* **TEXTE FOURNI**
==============================

Article “An Tjè Lajòl-la” 

https://youtu.be/3Krhs2DH6i0

“An Tjè Lajòl-la” (Dédié à Sungey – Marvin – Kévin – Cédric – Yvan – Brad – Fabrice et tous les encadrants)

Programme de prévention à la radicalisation violente… 

Lakou ne dò’w pa « an tjè lajòl-la »… 

Voilà un moment que je ne m’étais pas rendu au centre pénitencier, lorsque l’opportunité de m’y rendre c’est à nouveau présentée. Ce fut à l’occasion de la mise en place du programme de prévention à la radicalisation violente, élaboré et mise en oeuvre par trois Dames d’un engagement inspiré. Ce groupe de Dames qui travaillent à l’accompagnement des détenus dans le cadre du SPIP (Service Pénitentiaire d’Insertion et de Probation). 

Vous dire comme j’en fus ravi, porté par cette symbolique du soin porté et entretenu par an lawonn madanm djòk, à des êtres blessés de leurs actes passés, de leurs conséquences, des jugements et de la condamnation à l’enfermement. Des êtres qui trouvent malgré tout l’opportunité d’une métamorphose. 

En tout état de cause, j’apprécie d’aller à la rencontre qui ouvrira à la relation en sincérité de dialogue. Ce milieu carcéral qui est un milieu intégré ; là où, malgré tout sévit un ensemble impressionnant de préjugés et de stéréotypes moraux.

Des représentations et des jugements , oui tout fait, de ceux qui agissent dans l’univers carcéral, où les jugés se font parfois juges populaires, nourris par la vindicte populaire. Cette dernière qui tend à se radicaliser dans des coeurs meurtris. Là où, an tjè lajòl-la, la radicalité rime avec posture de survivance dans cet univers qui quoi que l’on puisse penser, n’est pas sans foi ni loi. Bien au contraire, il est question d’une loi du plus fort à sentence immédiate, à tension continue. Là où, la brutalité est parfois l’alternative à l’incompréhension et aux freins d’expression. Un univers d’intimidation et d’intimité floue. 

Ceci dit, « ce n’est pas comme si que » le dialogue n’est pas possible.

Bien au contraire, lorsqu’il s’ouvre par la rencontre, la mise en relation qui le supporte, s’ouvre avec une sincérité planant d’une euphorie légère… Qui refuserait de parler à coeur ouvert, sans risqué d’être jugé ? 

Enfin bref, j’y vais avec bonheur en moi. « Le bonheur est l’héritage naturel de ceux dont les actions, les attitudes et les qualités sont pures et altruistes. Le bonheur de l’esprit est un état de paix naturel dans lequel il n’y a ni dépendance, ni bouleversement. Le pouvoir du bonheur permet de relativiser l’importance des situations. ».

==============================

* **DONNÉES FOURNIES**
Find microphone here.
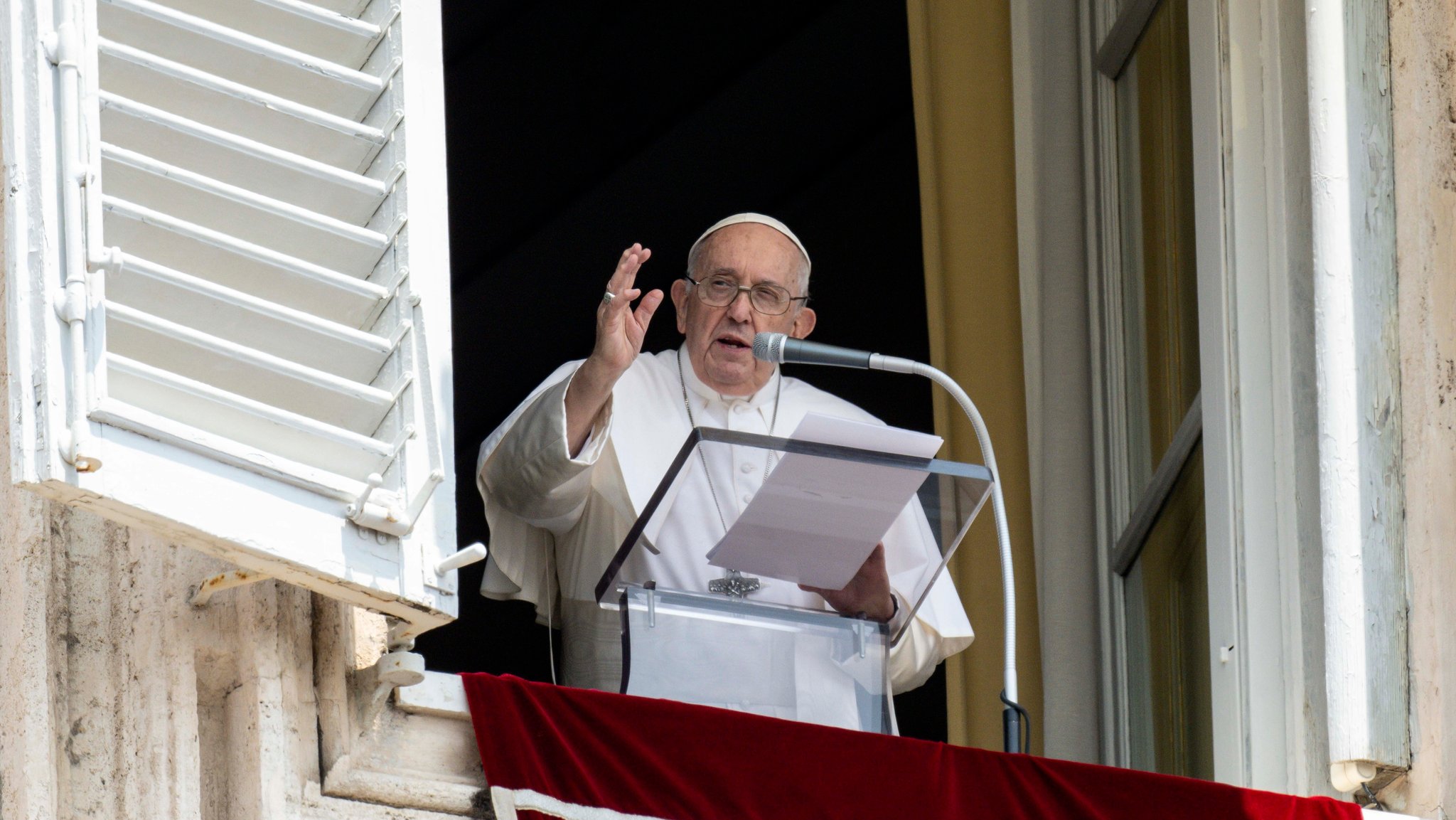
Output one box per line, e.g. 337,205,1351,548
753,334,1029,752
753,334,914,373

==============================

* **ÉNONCÉ DU PROBLÈME 1**
Résumez en deux phrases l'article « An Tjè Lajòl-la ».
* **ÉNONCÉ DU PROBLÈME 2**
Recopiez à l'identique le passage de l'article « An Tjè Lajòl-la » compris entre « Lakou ne dò’w » et « l’opportunité d’une métamorphose. », bornes incluses.
* **ÉNONCÉ DU PROBLÈME 3**
Rédigez la suite de l'article « An Tjè Lajòl-la » après sa dernière phrase.

* **RÉPONSE ATTENDUE 1**
L'article relate un retour au centre pénitentiaire à l'occasion d'un programme de prévention de la radicalisation violente, conçu et mis en œuvre par trois femmes qui accompagnent les détenus au sein du SPIP. Il décrit le milieu carcéral comme un univers de préjugés, d'intimidation et de loi du plus fort, tout en affirmant que le dialogue sincère y reste possible lorsqu'il s'ouvre par la rencontre.

* **RÉPONSE ATTENDUE 2**
Lakou ne dò’w pa « an tjè lajòl-la »… 

Voilà un moment que je ne m’étais pas rendu au centre pénitencier, lorsque l’opportunité de m’y rendre c’est à nouveau présentée. Ce fut à l’occasion de la mise en place du programme de prévention à la radicalisation violente, élaboré et mise en oeuvre par trois Dames d’un engagement inspiré. Ce groupe de Dames qui travaillent à l’accompagnement des détenus dans le cadre du SPIP (Service Pénitentiaire d’Insertion et de Probation). 

Vous dire comme j’en fus ravi, porté par cette symbolique du soin porté et entretenu par an lawonn madanm djòk, à des êtres blessés de leurs actes passés, de leurs conséquences, des jugements et de la condamnation à l’enfermement. Des êtres qui trouvent malgré tout l’opportunité d’une métamorphose.

* **RÉPONSE ATTENDUE 3**
C’est la définition de cette citation inscrite sur la carte que j’ai pioché dans la boîte de Fouzia. Cette éducatrice spécialisée qui montre la voix en corps de communiquer comme une voie possible. 

C’est à la fin du projet que cette carte se retrouve entre mes mains. Alors que nous sommes en train de redescendre. Cette carte qui recèle un état d’âme témoignant du senti et du ressenti du début à l’arrivée. 

C’est comme lorsque je tombe sur cette émission où, Françoise COTTA est en ITW sur son dernier livre. Je retiens alors cette citation d’elle qui dit : « Jamais je n’ai constaté l’absence d’humanité parmi eux qui étaient pourtant soupçonnés d’actes plus atroces les uns que les autres. » 

Chaque projet est un cheminement 

Ce premier jour, nous parlèrent autour de la notion de citoyenneté et de sa réalité historique et culturelle en Martinique. Un échange fort intéressant. En particulier, en considération des interrogations qui nous ont mené tout au long de cette conversation. 

Un temps d’attention réciproque qui permit de faire allègrement connaissance les uns les autres. De cela se dégage une recherche permanente et urgente de compréhension de l’autre. Comme s’ils cherchaient les clés de compréhension de leur déviance. D’où, leur grand intérêt pour le fait historique, sociologique et spirituelle, autant que pour certains personnages historiques de la Black history.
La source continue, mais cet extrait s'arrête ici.